— Start Page —

At the Senate Governmental Affairs Committee hearing on the state of the Postal Service last Thursday, Chairman Ron Johnson put on his CPA’s green eyeshade, said he needed tighter financials before discussion of a postal bill could be enjoined, turned the meeting over to Ranking Member Tom Carper, and left the room. Carper then used the next three hours to make a case for the immediate passage of postal reform, a crusade the former Vietnam fighter pilot and now senator from Delaware has valiantly soldiered for three years now.

Gavel in hand, the gentle-mannered Carper wove a clock-ticking sense of urgency around his new iPOST bill. He set the deadline for its passage as the first week of April, the week that the 4.3% emergency postal rate surcharge will have collected sufficient recession-related payback to the USPS and be removed. Carper and several of the witnesses at the hearing—among them Postmaster General Megan Brennan and National Association of Letter Carriers President Fred Rolando—think baking that 4.3% into the base rate is the only way to preserve mail-as-usual.

But the other major stakeholders outside of labor and management—the mailers themselves—don’t want to be celebrating the passage of a bill on April Fools day. They want to be toasting the first postal rate reduction in recorded time. The chances that it will be they and not Tom Carper popping the cork off a bottle of Dom Perignon, they think, are quite good.

“Congress has not directly set rates since 1958. In its wisdom, Congress bowed out of rate-making because, one, it’s a very technical exercise and, two, whatever they decide is going to disappoint somebody,” says Hamilton Davison, president and executive director of the American Catalog Mailers Association.

— End Page —
— Start Excerpted records —

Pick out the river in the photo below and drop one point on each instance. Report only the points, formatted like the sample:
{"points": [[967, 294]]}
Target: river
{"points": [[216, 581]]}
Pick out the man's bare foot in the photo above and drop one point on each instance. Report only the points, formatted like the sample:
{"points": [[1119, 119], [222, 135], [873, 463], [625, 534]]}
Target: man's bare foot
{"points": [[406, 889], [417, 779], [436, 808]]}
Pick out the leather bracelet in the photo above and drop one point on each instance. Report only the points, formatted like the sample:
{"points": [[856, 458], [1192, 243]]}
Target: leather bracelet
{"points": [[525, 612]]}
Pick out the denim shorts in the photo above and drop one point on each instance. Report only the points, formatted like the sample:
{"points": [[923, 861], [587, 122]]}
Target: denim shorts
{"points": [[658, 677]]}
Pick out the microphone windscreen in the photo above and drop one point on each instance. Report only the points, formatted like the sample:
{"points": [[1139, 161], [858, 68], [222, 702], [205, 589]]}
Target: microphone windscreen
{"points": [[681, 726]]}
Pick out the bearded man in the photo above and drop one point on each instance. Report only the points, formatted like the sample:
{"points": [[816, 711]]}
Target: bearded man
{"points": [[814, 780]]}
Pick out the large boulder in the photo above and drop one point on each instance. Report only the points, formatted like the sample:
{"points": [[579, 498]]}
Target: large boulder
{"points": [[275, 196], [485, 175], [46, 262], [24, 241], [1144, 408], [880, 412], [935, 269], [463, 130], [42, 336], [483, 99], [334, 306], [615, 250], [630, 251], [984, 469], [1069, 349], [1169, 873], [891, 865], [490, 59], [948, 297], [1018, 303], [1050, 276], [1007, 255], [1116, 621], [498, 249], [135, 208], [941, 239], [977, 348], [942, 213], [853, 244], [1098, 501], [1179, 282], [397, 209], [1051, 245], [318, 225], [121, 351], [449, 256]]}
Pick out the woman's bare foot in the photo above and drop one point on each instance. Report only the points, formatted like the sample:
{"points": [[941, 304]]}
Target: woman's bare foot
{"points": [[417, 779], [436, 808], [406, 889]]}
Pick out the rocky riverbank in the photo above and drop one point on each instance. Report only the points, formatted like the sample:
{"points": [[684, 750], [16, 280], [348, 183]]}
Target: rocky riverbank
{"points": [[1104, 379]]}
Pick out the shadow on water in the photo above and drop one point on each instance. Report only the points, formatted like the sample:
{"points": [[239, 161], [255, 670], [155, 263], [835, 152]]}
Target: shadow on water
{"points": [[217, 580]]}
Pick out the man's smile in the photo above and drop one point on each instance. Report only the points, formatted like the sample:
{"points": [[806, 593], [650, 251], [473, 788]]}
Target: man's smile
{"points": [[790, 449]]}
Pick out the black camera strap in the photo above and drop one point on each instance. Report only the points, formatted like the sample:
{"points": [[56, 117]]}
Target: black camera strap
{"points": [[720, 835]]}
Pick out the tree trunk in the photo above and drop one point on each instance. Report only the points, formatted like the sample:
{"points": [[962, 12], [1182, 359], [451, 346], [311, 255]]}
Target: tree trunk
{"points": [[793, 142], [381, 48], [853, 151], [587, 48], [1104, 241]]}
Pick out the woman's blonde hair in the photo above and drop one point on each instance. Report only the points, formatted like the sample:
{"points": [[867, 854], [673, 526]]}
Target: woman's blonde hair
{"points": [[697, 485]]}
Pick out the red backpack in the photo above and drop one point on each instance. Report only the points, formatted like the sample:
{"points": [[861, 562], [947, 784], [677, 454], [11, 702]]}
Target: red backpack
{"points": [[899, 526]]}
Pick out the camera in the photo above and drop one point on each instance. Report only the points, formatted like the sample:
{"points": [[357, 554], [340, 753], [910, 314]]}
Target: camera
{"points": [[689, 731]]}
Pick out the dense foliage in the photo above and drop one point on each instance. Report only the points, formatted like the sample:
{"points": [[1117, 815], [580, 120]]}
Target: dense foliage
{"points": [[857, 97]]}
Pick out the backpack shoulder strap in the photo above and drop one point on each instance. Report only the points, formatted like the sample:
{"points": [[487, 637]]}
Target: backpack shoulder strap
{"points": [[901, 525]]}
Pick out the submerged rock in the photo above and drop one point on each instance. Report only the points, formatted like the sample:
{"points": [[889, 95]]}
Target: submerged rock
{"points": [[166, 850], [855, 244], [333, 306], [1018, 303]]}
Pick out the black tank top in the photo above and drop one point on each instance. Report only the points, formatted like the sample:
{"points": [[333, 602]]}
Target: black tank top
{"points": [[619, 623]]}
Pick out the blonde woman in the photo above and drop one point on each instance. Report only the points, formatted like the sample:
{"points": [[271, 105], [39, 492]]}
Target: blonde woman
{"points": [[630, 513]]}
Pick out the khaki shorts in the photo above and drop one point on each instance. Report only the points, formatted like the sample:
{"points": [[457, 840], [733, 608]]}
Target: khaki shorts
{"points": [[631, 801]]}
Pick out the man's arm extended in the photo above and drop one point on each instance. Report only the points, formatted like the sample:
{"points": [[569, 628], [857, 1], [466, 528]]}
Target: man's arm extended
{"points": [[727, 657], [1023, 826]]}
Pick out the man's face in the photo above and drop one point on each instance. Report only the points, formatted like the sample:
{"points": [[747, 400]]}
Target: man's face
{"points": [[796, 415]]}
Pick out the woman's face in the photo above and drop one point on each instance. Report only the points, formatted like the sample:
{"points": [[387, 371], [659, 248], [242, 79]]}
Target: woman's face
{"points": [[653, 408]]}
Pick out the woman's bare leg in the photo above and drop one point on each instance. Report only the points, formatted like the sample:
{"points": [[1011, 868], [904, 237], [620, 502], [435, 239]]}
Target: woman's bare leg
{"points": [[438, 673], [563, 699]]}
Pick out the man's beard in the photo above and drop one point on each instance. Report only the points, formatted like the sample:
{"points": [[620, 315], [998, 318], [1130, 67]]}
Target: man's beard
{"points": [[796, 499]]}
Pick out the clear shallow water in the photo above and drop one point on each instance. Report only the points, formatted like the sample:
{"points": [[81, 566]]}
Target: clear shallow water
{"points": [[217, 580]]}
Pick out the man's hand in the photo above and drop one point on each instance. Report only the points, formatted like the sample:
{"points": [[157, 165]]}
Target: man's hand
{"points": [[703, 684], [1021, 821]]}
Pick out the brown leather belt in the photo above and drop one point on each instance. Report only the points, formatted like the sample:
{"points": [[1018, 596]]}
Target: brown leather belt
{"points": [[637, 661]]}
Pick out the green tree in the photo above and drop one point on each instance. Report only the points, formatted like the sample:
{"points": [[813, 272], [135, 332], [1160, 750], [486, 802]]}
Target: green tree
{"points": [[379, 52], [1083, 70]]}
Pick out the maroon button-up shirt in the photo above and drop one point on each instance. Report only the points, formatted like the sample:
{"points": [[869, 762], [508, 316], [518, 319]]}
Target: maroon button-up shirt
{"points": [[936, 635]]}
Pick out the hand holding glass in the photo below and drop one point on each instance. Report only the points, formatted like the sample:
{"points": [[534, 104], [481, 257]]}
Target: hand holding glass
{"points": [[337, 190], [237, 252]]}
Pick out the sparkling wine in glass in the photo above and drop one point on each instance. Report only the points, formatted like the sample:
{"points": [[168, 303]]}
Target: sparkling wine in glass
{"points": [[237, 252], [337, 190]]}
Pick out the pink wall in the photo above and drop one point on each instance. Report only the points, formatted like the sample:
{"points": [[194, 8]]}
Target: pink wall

— End Excerpted records —

> [Aim]
Pick up the article on the postal reform hearing after its last paragraph and keep it going.

> [Response to this exercise]
Instead, Congress created the Postal Rate Commission, now known as the Postal Regulatory Commission. Its Acting Chairman Robert Taub—also on the witness stand last week—reminded those present that the body would be conducting an in-depth review of rates at the end of the year. Wisconsin Senator Tammy Baldwin wanted to know more from Taub about how the concept of “balancing” is applied to rate-setting.

“That’s the challenge,” Taub said. “We take the CPI system and look at it balancing nine objectives. Number five is to ensure adequate revenues for maintaining financial stability [of the Postal Service]. Number eight is to provide just and reasonable rates. Sometimes, these can be in conflict.”

They are right now, with postal rates being batted about the political arena. But should Carper’s proposal to keep the exigent rate and not allow another rate increase until 2018 even be in this bill? Some mailers think the good Senator would sooner get his bill passed and seal his legacy as a postal reformer if he were to erase that clause.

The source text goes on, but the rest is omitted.